### PROBLEM TO WORK ON
Whenever a line in the data holds the string "denim", pull that line out.

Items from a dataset
• • • • •

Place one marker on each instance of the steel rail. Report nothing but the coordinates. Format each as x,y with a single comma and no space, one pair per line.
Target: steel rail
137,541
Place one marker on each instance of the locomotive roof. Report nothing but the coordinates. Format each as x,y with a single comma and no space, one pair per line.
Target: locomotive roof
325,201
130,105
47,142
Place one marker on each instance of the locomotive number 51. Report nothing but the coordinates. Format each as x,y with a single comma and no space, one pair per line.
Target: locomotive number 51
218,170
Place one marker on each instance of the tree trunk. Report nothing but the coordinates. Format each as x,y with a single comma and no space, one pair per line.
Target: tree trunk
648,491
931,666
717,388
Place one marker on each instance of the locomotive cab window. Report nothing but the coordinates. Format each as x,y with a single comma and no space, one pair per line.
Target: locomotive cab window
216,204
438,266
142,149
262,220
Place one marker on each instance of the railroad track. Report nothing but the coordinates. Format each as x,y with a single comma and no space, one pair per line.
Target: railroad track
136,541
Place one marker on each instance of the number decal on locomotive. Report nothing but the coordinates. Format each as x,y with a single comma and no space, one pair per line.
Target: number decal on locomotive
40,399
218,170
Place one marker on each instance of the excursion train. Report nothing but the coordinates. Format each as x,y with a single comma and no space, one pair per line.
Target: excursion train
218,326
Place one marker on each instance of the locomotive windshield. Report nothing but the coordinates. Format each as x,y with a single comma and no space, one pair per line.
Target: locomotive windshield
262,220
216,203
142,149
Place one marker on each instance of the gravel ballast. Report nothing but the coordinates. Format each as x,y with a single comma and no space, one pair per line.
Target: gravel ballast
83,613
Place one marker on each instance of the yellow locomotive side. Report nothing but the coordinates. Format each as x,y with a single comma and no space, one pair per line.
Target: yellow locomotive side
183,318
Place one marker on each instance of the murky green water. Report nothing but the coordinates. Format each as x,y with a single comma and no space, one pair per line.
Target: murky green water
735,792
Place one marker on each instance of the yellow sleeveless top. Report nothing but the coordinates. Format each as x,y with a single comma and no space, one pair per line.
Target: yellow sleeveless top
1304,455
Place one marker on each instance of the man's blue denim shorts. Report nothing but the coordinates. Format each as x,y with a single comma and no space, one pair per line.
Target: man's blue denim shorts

• • • • •

### THE COMPLETED TASK
Place one marker on each instance of the man's blue denim shorts. Report nothing but the coordinates. Format each as x,y with a single comma and no space, one pair per line.
Target: man's blue denim shorts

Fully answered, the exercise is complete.